Texte fourni ->
M’étant fait récemment à nouveau exhiber cet article sur les réseaux antisociaux, je me décide aujourd’hui à en faire une analyse critique. Mieux vaut tard que jamais.

Comme il est toujours bon de savoir d’où l’on parle, je précise que je suis moi-même socio du Média, membre du collectif informel des Socios Engagés (merci aux camarades pour leur relecture de ce billet et leurs suggestions). Politiquement, je viens plutôt de la mouvance communiste libertaire et antifasciste. J’ai rallié le Parti de Gauche en 2012, puis la France Insoumise en 2016, avant d’émettre des critiques sur le fonctionnement de celle-ci en 2017, de quitter le PG, de militer pour une liste locale municipaliste libertaire opposée à la liste PS-EELV mais aussi à la liste FI-PCF aux élections municipales de 2020 dans ma commune. Je suis aussi syndiqué à SUD Education. Je n’ai aucune sympathie ni pour Poutine ni pour Bachar El Assad ni pour Maduro ni pour le régime iranien ni pour le régime chinois. Je soutiens électoralement la NUPES faute de mieux. Je suis pour l’abolition de la propriété lucrative et le salaire à vie.
Je ne vais pas éplucher le CV du journaliste Elie Guckert dont je critique ici l’article. Qu’il collabore entre autres à Street Press ou Médiapart m’est plutôt sympathique a priori (et soit dit en passant, aux fachos et fans de Poutine qui viendraient à lire ce billet et essaieraient d’y trouver des raisons de harceler Guckert, je dis juste : no pasaran et allez manger vos morts).

Entrées enregistrées
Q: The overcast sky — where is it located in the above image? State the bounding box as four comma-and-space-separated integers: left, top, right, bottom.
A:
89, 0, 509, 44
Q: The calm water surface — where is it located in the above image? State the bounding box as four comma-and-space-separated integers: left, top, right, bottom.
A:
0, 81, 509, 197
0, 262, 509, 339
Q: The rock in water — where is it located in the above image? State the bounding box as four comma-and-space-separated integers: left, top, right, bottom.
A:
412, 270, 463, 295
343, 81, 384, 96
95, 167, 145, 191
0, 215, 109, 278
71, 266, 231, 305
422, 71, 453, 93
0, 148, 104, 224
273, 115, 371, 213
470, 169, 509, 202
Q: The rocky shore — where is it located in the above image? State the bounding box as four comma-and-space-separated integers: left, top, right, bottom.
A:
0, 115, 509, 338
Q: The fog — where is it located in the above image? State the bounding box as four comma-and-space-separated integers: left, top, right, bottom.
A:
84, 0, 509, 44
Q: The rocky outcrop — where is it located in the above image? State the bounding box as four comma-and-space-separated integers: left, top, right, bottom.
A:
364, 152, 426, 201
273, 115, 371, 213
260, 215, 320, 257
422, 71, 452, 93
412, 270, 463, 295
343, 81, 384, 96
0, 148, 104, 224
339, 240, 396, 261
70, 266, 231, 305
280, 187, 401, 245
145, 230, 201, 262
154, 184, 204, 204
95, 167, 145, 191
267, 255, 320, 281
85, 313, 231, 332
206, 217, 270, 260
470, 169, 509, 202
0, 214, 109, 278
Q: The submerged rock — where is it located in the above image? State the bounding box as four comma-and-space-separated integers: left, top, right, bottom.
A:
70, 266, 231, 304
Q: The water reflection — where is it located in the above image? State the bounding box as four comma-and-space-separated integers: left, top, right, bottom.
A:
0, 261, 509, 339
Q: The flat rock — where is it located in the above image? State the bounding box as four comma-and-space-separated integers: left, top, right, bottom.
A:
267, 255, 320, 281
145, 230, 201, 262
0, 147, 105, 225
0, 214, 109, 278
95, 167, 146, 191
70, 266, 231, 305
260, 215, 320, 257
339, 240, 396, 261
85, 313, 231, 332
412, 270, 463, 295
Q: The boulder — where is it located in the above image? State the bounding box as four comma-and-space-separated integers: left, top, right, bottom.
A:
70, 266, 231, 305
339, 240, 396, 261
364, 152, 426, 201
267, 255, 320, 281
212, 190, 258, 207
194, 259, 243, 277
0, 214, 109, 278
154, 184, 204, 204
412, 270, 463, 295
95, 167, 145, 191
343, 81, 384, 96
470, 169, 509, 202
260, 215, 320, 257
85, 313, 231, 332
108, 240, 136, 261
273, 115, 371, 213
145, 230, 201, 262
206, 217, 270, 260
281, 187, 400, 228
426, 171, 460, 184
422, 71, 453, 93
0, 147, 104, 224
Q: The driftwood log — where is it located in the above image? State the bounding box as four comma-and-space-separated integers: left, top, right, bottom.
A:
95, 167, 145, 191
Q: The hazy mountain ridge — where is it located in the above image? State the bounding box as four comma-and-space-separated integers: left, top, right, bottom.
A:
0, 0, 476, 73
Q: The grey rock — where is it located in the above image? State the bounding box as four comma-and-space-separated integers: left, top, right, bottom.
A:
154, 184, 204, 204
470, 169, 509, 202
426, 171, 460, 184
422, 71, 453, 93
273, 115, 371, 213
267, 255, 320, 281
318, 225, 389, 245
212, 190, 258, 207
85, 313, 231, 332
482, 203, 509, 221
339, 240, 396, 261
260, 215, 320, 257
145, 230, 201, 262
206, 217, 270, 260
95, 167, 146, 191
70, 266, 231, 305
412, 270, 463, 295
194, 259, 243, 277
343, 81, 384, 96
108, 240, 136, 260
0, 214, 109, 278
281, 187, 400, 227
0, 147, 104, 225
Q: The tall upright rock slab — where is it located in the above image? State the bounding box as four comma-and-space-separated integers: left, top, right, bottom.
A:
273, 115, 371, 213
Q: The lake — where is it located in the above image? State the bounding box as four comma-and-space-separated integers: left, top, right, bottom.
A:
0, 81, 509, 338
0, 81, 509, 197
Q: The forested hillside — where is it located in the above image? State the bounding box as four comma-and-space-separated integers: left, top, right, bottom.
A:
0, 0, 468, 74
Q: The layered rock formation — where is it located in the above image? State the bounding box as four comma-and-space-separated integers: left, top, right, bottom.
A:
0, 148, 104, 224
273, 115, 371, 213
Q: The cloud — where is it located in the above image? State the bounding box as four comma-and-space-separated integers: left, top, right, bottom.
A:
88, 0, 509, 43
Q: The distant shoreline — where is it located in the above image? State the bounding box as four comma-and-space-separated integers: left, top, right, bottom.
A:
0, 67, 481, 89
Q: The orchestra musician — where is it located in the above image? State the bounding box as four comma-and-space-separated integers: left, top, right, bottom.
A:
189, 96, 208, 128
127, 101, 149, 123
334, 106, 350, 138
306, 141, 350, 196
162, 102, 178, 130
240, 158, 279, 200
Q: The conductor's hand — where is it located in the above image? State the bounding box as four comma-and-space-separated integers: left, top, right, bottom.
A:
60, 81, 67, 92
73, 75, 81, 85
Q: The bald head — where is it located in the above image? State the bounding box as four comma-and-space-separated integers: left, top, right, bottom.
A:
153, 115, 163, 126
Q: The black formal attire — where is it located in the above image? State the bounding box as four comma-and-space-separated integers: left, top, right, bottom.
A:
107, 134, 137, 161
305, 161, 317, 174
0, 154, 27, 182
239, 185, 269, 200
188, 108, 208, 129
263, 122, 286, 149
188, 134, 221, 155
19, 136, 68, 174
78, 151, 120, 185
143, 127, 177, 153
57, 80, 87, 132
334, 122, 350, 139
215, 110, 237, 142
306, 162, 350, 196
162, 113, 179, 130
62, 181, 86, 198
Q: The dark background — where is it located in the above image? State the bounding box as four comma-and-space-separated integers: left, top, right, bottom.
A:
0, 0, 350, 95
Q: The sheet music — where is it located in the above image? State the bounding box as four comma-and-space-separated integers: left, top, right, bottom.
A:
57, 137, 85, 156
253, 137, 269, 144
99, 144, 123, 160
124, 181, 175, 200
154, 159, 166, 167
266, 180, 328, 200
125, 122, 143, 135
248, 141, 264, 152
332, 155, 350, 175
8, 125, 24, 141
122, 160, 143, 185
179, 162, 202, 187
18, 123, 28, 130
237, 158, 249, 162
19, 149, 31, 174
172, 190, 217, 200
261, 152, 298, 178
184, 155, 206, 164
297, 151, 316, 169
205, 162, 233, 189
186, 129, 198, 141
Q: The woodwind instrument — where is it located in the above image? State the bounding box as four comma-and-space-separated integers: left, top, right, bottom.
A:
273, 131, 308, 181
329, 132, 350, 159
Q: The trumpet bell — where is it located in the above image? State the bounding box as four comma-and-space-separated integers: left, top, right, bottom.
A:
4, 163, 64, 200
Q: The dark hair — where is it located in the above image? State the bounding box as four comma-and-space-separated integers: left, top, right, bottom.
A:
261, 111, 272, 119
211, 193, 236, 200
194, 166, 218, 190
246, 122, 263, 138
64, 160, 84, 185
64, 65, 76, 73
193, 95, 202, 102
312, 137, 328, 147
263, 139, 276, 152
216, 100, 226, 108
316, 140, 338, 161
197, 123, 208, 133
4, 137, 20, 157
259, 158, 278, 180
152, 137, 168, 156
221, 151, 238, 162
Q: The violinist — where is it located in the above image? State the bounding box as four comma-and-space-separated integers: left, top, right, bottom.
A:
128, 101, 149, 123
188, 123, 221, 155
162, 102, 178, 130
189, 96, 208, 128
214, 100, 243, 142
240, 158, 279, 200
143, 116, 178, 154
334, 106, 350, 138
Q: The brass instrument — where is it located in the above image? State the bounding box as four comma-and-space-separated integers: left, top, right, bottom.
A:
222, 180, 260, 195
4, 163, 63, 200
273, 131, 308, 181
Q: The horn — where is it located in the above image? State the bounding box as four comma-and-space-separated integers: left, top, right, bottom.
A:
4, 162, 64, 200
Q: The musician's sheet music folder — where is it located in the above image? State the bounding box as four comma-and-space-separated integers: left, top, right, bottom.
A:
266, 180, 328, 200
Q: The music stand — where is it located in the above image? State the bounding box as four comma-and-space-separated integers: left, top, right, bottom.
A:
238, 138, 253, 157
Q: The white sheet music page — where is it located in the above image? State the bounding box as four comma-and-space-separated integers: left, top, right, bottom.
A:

Travail à réaliser ->
a) Reproduisez mot pour mot le passage du billet sur l'article d'Elie Guckert qui va de « M’étant fait récemment » jusqu'à « tard que jamais. » inclus.
b) Écrivez la suite du billet sur l'article d'Elie Guckert, en reprenant juste après sa dernière phrase.
La liste n'a aucun lien avec le billet sur l'article d'Elie Guckert.

Résultats de l'exercice ->
a)
M’étant fait récemment à nouveau exhiber cet article sur les réseaux antisociaux, je me décide aujourd’hui à en faire une analyse critique. Mieux vaut tard que jamais.

b)
Mais une information mérite peut-être d’être portée à la connaissance des lecteurs de son article sur le Média pour Conspiracy Watch : Elie Guckert affiche sur Twitter une proximité certaine avec Maud Le Rest et Elsa Margueritat, deux anciennes journalistes pigistes du Média, qui l’ont quitté en 2021 en très mauvais termes et se répandent volontiers depuis en sarcasmes sur les réseaux contre leur ancien employeur. NB : Maud a depuis notamment publié un papier sur ASI, qui a ensuite publié un article à charge contre le Média faisant la part belle aux rancoeurs de Maud et Elsa, article qui a dû être corrigé plusieurs fois en raison d’erreurs factuelles pointées par le rédacteur en chef du Média ; Elsa, de son côté, est allée travailler pour Marianne puis le Figaro (sic).

Comme Guckert manie avec dextérité la technique du déshonneur par association (autrement dit le « maraboutdficellisme »), on est tenté de lui retourner le procédé : puisque lui-même mentionne l’air de rien que Théophile Kouamouo travaille parfois à côté du Média pour la chaîne Voxafrica et précise que la même chaîne emploie aussi le sulfureux « influenceur pro-Poutine Kemi Seba » (c’est jeté comme ça pour salir sans bien évidemment aucune preuve d’un quelconque lien entre les deux hommes ni sans analyse de la structure ou de la ligne éditoriale de Voxafrica), puisque Guckert tient aussi à préciser que le Média s’est inspiré de la chaîne The Young Turks qui soutenait la campagne de Bernie Sanders aux Etats-Unis, et que cette chaîne avait recruté comme chroniqueur un certain Jimmy Dore, « conspirationniste récompensé par un lobby pro-Assad »… puisque, donc, le Média est associé à l’homme qui a vu l’homme qui a vu l’homme qui a vu l’ours qui a été récompensé par Assad… alors, convenons-en, on peut remarquer d’un air entendu (suivez mon regard) qu’Elie Guckert échange des blagounettes sur Twitter avec des copines qui ont essayé de décrocher un CDI dans un média complotiste poutinophile. #lesvraissachent.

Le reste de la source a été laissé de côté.